Location labeling rows
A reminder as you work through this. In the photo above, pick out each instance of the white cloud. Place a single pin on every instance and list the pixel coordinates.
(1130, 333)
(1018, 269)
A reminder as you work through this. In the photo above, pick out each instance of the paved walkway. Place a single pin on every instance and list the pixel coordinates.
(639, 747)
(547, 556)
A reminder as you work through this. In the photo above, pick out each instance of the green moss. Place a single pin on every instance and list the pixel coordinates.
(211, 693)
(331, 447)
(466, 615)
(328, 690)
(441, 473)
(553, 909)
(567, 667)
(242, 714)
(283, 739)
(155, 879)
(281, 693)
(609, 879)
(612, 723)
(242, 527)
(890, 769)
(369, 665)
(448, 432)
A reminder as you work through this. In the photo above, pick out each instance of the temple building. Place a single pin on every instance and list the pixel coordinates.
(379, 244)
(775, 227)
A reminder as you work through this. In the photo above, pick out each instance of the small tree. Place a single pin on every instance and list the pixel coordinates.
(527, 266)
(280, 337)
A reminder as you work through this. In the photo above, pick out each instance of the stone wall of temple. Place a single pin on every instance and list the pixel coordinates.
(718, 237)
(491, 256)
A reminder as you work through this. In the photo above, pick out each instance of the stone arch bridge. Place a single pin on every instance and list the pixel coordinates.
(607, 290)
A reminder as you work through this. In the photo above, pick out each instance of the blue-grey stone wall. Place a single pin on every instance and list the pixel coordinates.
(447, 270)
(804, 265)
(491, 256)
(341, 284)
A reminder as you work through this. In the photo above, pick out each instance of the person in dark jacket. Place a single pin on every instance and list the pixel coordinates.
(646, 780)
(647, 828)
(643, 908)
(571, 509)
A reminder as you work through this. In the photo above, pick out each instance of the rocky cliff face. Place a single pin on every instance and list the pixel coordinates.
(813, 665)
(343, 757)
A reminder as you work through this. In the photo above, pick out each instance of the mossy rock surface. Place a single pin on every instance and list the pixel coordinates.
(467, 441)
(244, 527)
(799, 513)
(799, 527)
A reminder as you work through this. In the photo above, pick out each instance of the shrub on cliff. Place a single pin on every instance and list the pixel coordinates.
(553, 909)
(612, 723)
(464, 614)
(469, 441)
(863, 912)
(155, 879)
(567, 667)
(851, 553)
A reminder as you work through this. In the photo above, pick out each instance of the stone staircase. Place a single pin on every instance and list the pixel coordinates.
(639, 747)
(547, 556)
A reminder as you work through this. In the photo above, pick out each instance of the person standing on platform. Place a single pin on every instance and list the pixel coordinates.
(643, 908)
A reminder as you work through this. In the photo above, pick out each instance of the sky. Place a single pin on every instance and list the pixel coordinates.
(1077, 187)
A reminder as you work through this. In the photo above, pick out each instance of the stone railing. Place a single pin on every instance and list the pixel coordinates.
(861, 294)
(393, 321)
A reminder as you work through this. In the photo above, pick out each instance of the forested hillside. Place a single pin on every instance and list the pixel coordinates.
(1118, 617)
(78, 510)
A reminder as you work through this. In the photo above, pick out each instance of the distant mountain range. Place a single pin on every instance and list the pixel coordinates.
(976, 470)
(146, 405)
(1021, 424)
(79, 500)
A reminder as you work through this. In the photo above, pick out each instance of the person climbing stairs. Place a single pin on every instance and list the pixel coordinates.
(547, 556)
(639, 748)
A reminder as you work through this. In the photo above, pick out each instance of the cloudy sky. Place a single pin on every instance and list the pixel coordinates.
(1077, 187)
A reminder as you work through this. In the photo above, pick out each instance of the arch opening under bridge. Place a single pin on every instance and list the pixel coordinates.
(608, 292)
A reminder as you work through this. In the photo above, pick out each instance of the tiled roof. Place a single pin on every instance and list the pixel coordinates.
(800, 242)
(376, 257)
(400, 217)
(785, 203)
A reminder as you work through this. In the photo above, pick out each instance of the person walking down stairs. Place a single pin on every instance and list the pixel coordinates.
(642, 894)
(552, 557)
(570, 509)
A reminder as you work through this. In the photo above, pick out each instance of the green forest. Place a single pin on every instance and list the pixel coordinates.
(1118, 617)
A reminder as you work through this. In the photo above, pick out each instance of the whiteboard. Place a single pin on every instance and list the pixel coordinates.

STATED PROBLEM:
Recast every line of the rows above as a single numbered list, and leave out any blank lines.

ANSWER TO THE TASK:
1. A reminder as you work through this. In the photo above, pick out each instance of the white cloud. Place a single pin on every instance and list the pixel coordinates.
2. (1130, 333)
3. (1018, 269)
4. A reminder as you work through this. In the photo above, pick out each instance of the paved walkway. Place a single pin on every instance and list the pixel coordinates.
5. (639, 747)
6. (547, 556)
7. A reminder as you work through this. In the photo above, pick out each instance of the green moss. Place a single pin on every instance and list the pixel coordinates.
8. (211, 693)
9. (331, 447)
10. (466, 615)
11. (328, 690)
12. (441, 473)
13. (553, 909)
14. (567, 667)
15. (242, 714)
16. (283, 739)
17. (155, 879)
18. (281, 693)
19. (609, 879)
20. (612, 723)
21. (242, 527)
22. (890, 769)
23. (369, 665)
24. (448, 432)
25. A reminder as you work through this. In the photo above, pick out each instance of the temple building. Place a single pin on every instance and list the pixel coordinates.
26. (379, 244)
27. (775, 227)
28. A reminder as you work through this. In the photo above, pick out each instance of the small tree. Place a single pin on every instance and list the pixel coordinates.
29. (527, 266)
30. (280, 337)
31. A reminder as you work through this. In the photo above, pick out each instance of the stone wall of temple. Place a single pin on every instance and list the pixel coordinates.
32. (718, 237)
33. (491, 256)
34. A reminder as you work through this. In the photo above, pick out each instance of the stone arch bridge. Place a single pin on every instance and list the pixel coordinates.
35. (607, 290)
36. A reminder as you work through this. In the photo above, pick out each instance of the blue-grey stone wall. Place a single pin on every instance and list the pixel coordinates.
37. (447, 270)
38. (804, 265)
39. (491, 256)
40. (341, 284)
41. A reminder as you work through this. In the photo above, pick out each instance of the person in dark jacket. Place a single pin on every instance and list the pixel coordinates.
42. (646, 780)
43. (647, 828)
44. (643, 908)
45. (571, 509)
46. A reminder as you work through this. In the photo above, pick out each instance of the rocky cliff face. Place a single pin on every instance and list the pixel coordinates.
47. (813, 665)
48. (343, 757)
49. A reminder as you work through this. In the photo above, pick out each instance of the mossy rock surface. Place a single pin on every instance and list the pixel coordinates.
50. (467, 441)
51. (244, 527)
52. (799, 513)
53. (799, 527)
54. A reminder as you work through this. In the photo above, pick out each instance of the shrub on cliff. Place a single pin on every instance and list the pixel coordinates.
55. (553, 909)
56. (612, 723)
57. (464, 614)
58. (469, 441)
59. (863, 912)
60. (155, 879)
61. (567, 667)
62. (851, 553)
63. A reminder as you work through this. In the photo above, pick out each instance of the stone staircase. Place a single pin on every instance and list the pixel coordinates.
64. (639, 747)
65. (547, 556)
66. A reminder as you work through this. In the photo above, pick out each instance of the person standing on platform. Place a single pin on every instance and list the pixel coordinates.
67. (643, 908)
68. A reminder as you work through this. In the photo above, pick out each instance of the sky. Place a single pin on every instance and list the pixel coordinates.
69. (1077, 187)
70. A reminder as you work through this. In the photo above, pick out each instance of the stone railing. Place a single pin on every instance and list the pixel coordinates.
71. (861, 294)
72. (393, 321)
73. A reminder as you work through this. In the photo above, pick out each instance of the forested hillside. Place a single pin on every instance and list the pixel coordinates.
74. (1118, 617)
75. (78, 510)
76. A reminder as you work through this. In the photo above, pick out each instance of the distant mountain range. Place a single pin on every instance and list the pixel coordinates.
77. (976, 470)
78. (146, 405)
79. (1021, 424)
80. (79, 500)
81. A reminder as you work through this. In the photo above, pick out each instance of the person climbing stairs. Place a single pin on every instance and list the pixel coordinates.
82. (547, 556)
83. (639, 748)
84. A reminder as you work through this. In the photo above, pick out each instance of the cloudy sky. Place a single pin on every instance and list the pixel coordinates.
85. (1077, 187)
86. A reminder as you work through this. In the photo above, pick out each instance of the arch opening under bridge. Place a single pin on every instance and list the pixel coordinates.
87. (608, 292)
88. A reminder as you work through this. In the photo above, pick out each instance of the tiled roof. Place a single pin on every instance and list the pixel coordinates.
89. (800, 242)
90. (376, 257)
91. (400, 217)
92. (785, 203)
93. A reminder as you work through this. In the photo above, pick out each instance of the person walking down stairs. Place a single pin on every instance and list the pixel coordinates.
94. (642, 894)
95. (552, 557)
96. (570, 509)
97. A reminder as you work through this. In the photo above, pick out each instance of the green forest. Place a single pin on every instance and list the pixel coordinates.
98. (1118, 617)
99. A reminder as you work through this. In the photo above, pick out each instance of the whiteboard. Place a single pin on every instance and list the pixel coordinates.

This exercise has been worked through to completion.